Task statement
In the records below, find the line with "Target: thin stick" and the line with "out the cascading"; return exactly those lines and every line between them.

Exercise material section start

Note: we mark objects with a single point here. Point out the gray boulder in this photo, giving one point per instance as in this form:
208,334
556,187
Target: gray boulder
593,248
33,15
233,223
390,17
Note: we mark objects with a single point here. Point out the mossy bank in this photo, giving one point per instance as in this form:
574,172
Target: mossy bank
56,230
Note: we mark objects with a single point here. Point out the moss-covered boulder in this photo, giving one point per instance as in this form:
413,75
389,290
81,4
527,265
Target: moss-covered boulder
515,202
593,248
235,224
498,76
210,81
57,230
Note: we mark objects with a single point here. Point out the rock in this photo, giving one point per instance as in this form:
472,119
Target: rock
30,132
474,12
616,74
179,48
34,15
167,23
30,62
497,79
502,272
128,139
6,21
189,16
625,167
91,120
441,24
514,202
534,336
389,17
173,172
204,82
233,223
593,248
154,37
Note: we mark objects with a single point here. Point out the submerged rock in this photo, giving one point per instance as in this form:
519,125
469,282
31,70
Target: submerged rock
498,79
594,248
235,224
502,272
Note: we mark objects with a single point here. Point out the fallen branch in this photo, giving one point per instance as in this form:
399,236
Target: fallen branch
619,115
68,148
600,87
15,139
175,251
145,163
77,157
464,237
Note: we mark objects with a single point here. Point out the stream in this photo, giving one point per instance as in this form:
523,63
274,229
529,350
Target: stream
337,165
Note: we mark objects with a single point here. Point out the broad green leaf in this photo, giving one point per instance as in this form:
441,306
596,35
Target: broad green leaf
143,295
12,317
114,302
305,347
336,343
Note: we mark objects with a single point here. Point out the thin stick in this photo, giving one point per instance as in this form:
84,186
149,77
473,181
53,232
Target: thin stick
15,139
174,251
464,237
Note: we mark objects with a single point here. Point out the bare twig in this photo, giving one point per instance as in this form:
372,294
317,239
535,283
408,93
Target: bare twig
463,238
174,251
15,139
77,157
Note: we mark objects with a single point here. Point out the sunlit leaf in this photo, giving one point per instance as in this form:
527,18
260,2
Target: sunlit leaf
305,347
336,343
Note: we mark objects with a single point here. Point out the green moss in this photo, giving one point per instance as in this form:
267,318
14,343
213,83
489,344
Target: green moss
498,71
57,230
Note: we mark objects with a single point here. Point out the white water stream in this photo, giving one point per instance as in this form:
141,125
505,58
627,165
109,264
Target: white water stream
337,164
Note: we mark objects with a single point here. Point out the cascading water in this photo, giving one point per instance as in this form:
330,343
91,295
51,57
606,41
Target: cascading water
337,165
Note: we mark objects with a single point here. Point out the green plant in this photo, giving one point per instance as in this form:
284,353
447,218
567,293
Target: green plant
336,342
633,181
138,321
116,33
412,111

Exercise material section end
Exercise material section start

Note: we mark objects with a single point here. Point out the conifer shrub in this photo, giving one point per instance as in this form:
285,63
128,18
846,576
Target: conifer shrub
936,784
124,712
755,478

Exercise material section end

Answer area
Target: thin stick
15,139
174,251
464,237
Note: we mark objects with a single point here. Point out the bare twig in this photo, giving one point per instance as in this form:
372,294
317,239
535,283
408,93
Target: bare twig
463,238
174,251
15,139
77,157
Note: we mark objects with a single point here. Point out the sunlit leaf in this photo, giving one point per instance as in this form:
527,18
260,2
Target: sunlit leaf
305,347
336,343
Note: we mark objects with a single point here. Point out the green moss in this photo, giving one point per instance as in this form:
267,318
14,343
213,83
489,344
Target: green moss
498,71
57,230
Note: we mark objects with a single point here. Point out the white water stream in this photo, giving one point per instance as in this form:
141,125
505,58
627,165
109,264
Target: white water stream
337,164
Note: we mark objects with a single point here. Point out the cascading water in this photo, giving one point per instance as in this form:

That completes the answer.